§ BRIEF
Are you able to retype all the records below exactly?

[Point-based annotation data]

═══

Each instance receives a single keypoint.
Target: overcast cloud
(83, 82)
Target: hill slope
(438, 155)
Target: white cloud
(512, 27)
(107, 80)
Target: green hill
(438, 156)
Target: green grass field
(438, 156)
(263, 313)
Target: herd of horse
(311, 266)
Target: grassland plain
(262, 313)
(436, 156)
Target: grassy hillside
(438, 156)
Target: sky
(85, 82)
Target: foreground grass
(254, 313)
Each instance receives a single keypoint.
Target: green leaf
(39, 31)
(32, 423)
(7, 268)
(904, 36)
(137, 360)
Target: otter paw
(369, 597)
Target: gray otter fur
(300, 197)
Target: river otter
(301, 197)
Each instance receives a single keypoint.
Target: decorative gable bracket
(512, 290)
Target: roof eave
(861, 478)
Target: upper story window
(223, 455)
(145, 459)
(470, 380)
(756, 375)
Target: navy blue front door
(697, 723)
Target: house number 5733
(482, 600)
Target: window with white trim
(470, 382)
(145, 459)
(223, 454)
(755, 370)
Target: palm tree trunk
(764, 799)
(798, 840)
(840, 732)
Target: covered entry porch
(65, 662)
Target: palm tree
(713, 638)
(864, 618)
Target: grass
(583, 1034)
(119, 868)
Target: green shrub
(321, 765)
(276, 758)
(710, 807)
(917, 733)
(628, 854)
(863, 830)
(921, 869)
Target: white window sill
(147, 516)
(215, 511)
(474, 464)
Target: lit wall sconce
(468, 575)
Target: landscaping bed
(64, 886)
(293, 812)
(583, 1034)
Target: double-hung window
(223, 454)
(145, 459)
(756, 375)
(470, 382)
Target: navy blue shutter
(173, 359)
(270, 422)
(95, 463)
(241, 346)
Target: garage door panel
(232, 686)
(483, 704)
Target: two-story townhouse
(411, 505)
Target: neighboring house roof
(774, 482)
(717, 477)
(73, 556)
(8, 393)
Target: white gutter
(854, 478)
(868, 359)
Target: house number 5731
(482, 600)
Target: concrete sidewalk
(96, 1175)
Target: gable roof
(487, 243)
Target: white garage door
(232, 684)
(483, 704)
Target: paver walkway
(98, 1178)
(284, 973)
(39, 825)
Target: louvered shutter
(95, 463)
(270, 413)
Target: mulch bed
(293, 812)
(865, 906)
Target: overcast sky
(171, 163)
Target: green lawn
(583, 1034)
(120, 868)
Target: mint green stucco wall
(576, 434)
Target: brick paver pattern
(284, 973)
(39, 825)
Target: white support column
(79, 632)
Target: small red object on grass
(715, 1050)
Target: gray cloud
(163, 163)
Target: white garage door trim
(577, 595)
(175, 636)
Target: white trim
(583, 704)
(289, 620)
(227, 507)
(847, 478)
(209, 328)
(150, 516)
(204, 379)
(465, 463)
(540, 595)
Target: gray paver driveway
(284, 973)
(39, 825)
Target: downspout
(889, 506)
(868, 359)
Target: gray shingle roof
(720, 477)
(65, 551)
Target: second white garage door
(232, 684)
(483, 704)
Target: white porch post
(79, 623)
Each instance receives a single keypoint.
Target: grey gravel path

═══

§ SOLUTION FOR THIS TASK
Each instance receives a single keypoint.
Target: overcast cloud
(83, 82)
Target: hill slope
(438, 155)
Target: white cloud
(512, 27)
(107, 80)
Target: green hill
(438, 156)
Target: green grass field
(438, 156)
(263, 313)
Target: herd of horse
(311, 266)
Target: grassland plain
(262, 313)
(436, 156)
Target: grassy hillside
(438, 156)
Target: sky
(85, 82)
Target: foreground grass
(254, 313)
Each instance receives a single keypoint.
Target: green leaf
(39, 31)
(32, 423)
(7, 268)
(904, 36)
(137, 360)
Target: otter paw
(369, 597)
Target: gray otter fur
(300, 197)
Target: river otter
(301, 197)
Each instance receives a single keypoint.
Target: decorative gable bracket
(512, 290)
Target: roof eave
(861, 478)
Target: upper story window
(223, 455)
(145, 459)
(470, 380)
(756, 375)
Target: navy blue front door
(697, 723)
Target: house number 5733
(482, 600)
Target: window with white trim
(470, 382)
(145, 459)
(223, 454)
(755, 370)
Target: palm tree trunk
(764, 799)
(798, 840)
(840, 732)
Target: covered entry porch
(65, 662)
Target: palm tree
(713, 638)
(864, 618)
Target: grass
(583, 1034)
(119, 868)
Target: green shrub
(321, 765)
(276, 758)
(710, 807)
(917, 733)
(628, 854)
(863, 830)
(921, 869)
Target: white window sill
(147, 516)
(215, 511)
(474, 464)
Target: lit wall sconce
(468, 575)
Target: landscaping bed
(64, 886)
(293, 812)
(583, 1034)
Target: double-hung window
(223, 454)
(145, 459)
(756, 375)
(470, 382)
Target: navy blue shutter
(173, 359)
(270, 422)
(95, 463)
(241, 346)
Target: garage door panel
(232, 686)
(483, 704)
Target: two-story townhouse
(411, 505)
Target: neighboring house roof
(774, 482)
(717, 477)
(73, 556)
(8, 393)
Target: white gutter
(854, 478)
(868, 359)
Target: house number 5731
(482, 600)
Target: concrete sidewalk
(96, 1175)
Target: gable roof
(487, 243)
Target: white garage door
(232, 684)
(483, 704)
Target: paver walkway
(98, 1178)
(284, 973)
(39, 825)
Target: louvered shutter
(95, 463)
(270, 413)
Target: mulch bed
(293, 812)
(865, 906)
Target: overcast sky
(171, 163)
Target: green lawn
(583, 1034)
(120, 868)
Target: mint green stucco wall
(576, 434)
Target: brick paver pattern
(284, 973)
(39, 825)
Target: white support column
(79, 632)
Target: small red object on grass
(715, 1050)
Target: gray cloud
(163, 163)
Target: white garage door trim
(577, 595)
(175, 636)
Target: white trim
(583, 704)
(289, 620)
(227, 507)
(847, 478)
(209, 328)
(150, 516)
(204, 379)
(465, 463)
(540, 595)
Target: gray paver driveway
(284, 973)
(39, 825)
Target: downspout
(889, 506)
(868, 359)
Target: gray shingle roof
(720, 477)
(65, 551)
Target: second white garage door
(232, 684)
(483, 704)
Target: white porch post
(79, 623)
Each instance receives a single keypoint.
Target: grey gravel path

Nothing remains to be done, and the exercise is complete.